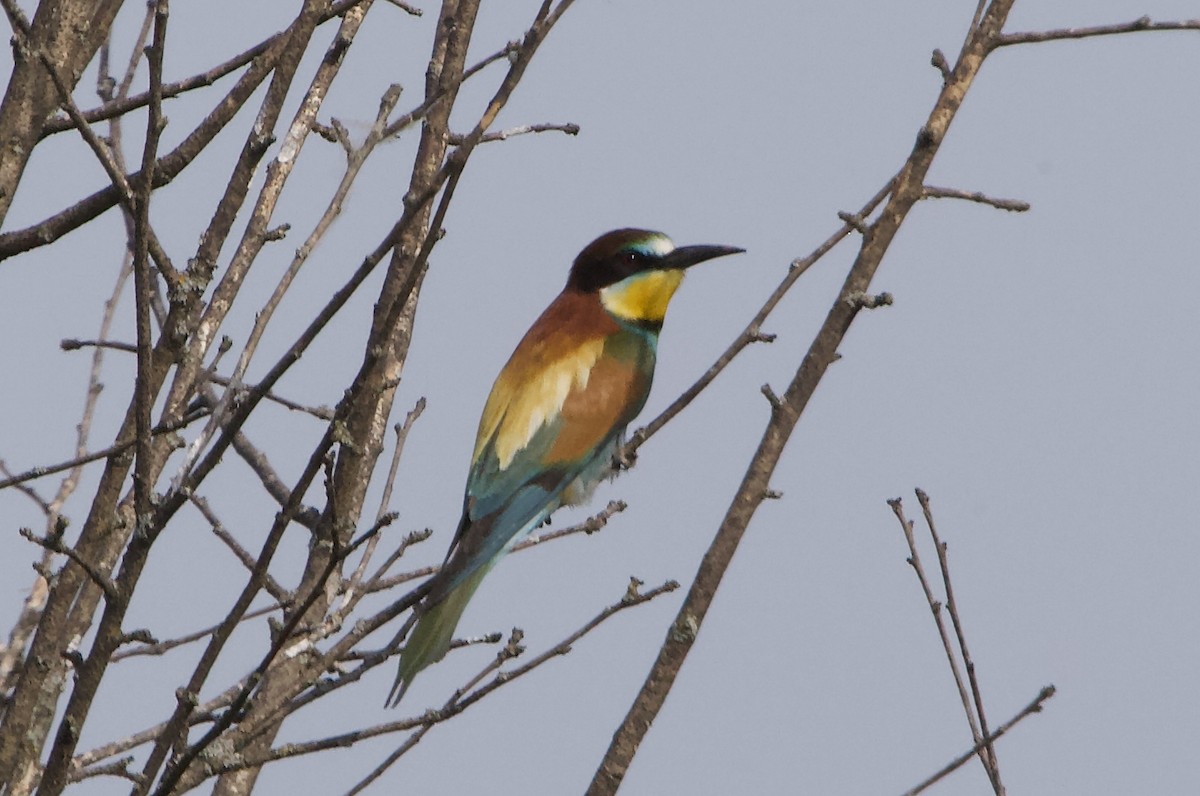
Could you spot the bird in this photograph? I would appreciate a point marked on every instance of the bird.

...

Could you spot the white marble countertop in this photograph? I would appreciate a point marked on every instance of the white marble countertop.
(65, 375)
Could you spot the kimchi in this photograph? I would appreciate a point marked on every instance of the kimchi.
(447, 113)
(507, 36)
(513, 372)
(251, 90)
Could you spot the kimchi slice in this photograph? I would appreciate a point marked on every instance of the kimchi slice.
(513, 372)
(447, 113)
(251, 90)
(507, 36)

...

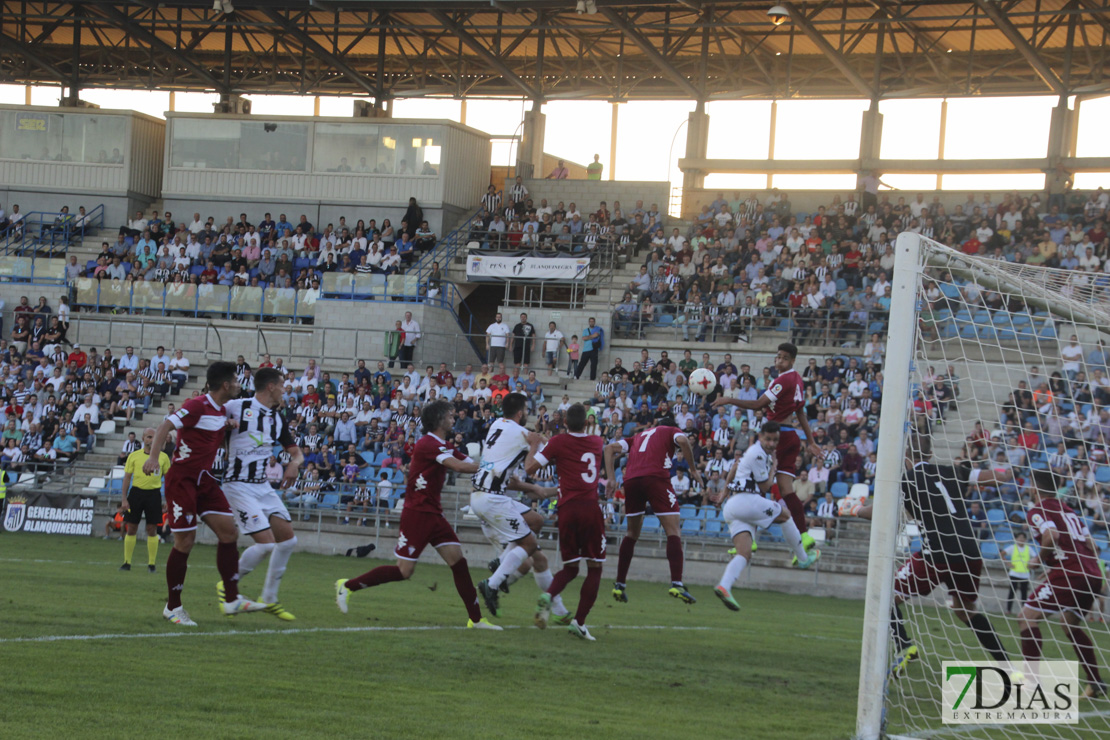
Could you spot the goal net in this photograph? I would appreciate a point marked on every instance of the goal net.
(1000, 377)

▸ **Prompt**: Could you write out everything from the line containing "Could you spot the goal" down to the line containing "(1000, 377)", shifting each coordinate in the answers up by 34 and leaving the rest of each line as it is?

▸ **Answer below**:
Could you spot the goal net in this photograph? I would appreciate a point marked on every instance of the goal net.
(1034, 411)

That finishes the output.